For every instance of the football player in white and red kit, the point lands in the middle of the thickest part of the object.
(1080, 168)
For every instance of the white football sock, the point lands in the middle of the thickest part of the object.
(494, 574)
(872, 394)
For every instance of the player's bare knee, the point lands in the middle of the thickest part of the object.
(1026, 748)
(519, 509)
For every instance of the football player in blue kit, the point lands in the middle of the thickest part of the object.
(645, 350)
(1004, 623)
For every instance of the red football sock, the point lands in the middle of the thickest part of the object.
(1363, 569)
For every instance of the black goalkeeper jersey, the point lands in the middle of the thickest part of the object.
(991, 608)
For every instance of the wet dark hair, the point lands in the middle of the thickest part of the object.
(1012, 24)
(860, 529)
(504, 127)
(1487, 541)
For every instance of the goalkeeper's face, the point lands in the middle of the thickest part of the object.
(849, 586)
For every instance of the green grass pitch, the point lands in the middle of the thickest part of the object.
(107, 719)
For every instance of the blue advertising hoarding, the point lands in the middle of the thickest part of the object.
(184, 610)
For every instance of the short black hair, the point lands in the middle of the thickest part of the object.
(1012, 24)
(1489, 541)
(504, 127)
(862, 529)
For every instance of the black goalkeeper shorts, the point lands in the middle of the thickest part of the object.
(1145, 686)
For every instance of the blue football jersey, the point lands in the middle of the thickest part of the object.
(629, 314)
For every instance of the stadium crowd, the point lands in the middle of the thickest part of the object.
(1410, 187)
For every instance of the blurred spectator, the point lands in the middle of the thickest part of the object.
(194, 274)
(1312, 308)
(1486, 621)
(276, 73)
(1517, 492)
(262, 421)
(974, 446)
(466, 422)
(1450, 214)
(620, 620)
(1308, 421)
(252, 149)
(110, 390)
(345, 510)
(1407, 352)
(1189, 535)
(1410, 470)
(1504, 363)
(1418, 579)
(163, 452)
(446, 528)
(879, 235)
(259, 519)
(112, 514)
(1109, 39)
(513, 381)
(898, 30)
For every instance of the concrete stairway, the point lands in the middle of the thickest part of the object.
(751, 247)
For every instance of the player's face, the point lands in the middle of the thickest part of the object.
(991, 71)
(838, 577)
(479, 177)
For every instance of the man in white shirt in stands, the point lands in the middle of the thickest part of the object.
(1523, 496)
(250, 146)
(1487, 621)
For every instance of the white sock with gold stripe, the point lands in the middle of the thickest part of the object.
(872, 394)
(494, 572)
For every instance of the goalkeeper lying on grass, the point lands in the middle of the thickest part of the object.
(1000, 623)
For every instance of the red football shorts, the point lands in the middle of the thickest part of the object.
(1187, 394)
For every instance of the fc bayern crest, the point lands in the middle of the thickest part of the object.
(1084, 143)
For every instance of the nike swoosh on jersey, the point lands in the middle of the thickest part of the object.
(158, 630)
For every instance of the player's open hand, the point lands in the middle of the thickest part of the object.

========================================

Copy all of the records above again, replacing every "goalkeeper" with "keeper" and leaving everything else unchanged.

For every instance of the football player in white and red kit, the point lands in the middle of the thickest part of the object.
(1080, 168)
For every instance of the white football sock, the point lands in the middle of the thickest part of the object.
(494, 574)
(872, 394)
For every instance of the player's bare knee, the point lands in the middle of the thickest part of the object.
(1026, 748)
(519, 509)
For every instance of the football player in blue kit, the point lands in the middle of the thickest part of the object.
(645, 350)
(1004, 623)
For every instance of the red football sock, the point lands in the middle of the thickest part of the object.
(1363, 569)
For every instance of the black keeper jersey, the point lands in the middle of the thickest part of the object.
(991, 608)
For every instance of the wet dark hair, the point lands in the middle of the thickest part of the object.
(1012, 24)
(860, 529)
(504, 127)
(1487, 541)
For every instance of the keeper's face, the point lands in the middle of the thickest part of the object.
(849, 586)
For every instance of the green grass pitch, the point lands in the middle of the thickest part of the object.
(107, 719)
For every instance of the blue advertising hoarding, the point lands in the middle of the thickest part of the object.
(184, 610)
For every instance of the short black hair, the point lands in the middle of the thickest part of the object.
(1012, 24)
(1489, 541)
(504, 127)
(862, 529)
For every instance of the black keeper shorts, the point lands in the middle of the thickest part of the object.
(1145, 686)
For every instance of the blue football jersey, the point lands in the middle of the thickest part of the object.
(629, 314)
For every instance of the stadium crowd, the point lands in the middle of the thickest part of the object.
(1410, 187)
For every instance of the blurred spectator, the point lands in the middle of the thickest part of the object.
(194, 274)
(1312, 308)
(1486, 621)
(276, 73)
(1517, 492)
(262, 421)
(974, 446)
(466, 422)
(1450, 214)
(620, 620)
(1308, 421)
(252, 149)
(110, 390)
(345, 510)
(1407, 352)
(1189, 535)
(1410, 470)
(1504, 363)
(1418, 579)
(163, 452)
(446, 528)
(879, 235)
(259, 519)
(112, 514)
(1109, 39)
(513, 381)
(898, 30)
For every instance of the concrete stairway, the point lands in the middle of the thickest part of the object.
(751, 247)
For every instance of the player's face, the point lands in the middle of the thickest part of the object.
(991, 71)
(838, 577)
(479, 177)
For every instance of the man in white shirt in stands, the point lands in the middle of the thickest part of the object.
(1523, 496)
(250, 146)
(1487, 621)
For every instance of the white sock with gold stripe, the point lands in the middle of the thickest part of the object.
(872, 394)
(494, 572)
For every instance of the keeper lying on grass, the point lands in the middle of the thickest part of the object.
(1000, 623)
For every instance of the red football shorts, the point lands in the middle of the thickest part of the object.
(1187, 394)
For every instance of the fc bayern crest, the point lands in the middle of the thickest part of the object.
(1084, 143)
For every instance of the nike swoosh on jersey, the point lands in the middle of the thickest part of the object.
(158, 630)
For every instance of the player's open hand, the point lands in the middle of the thickest part of the object.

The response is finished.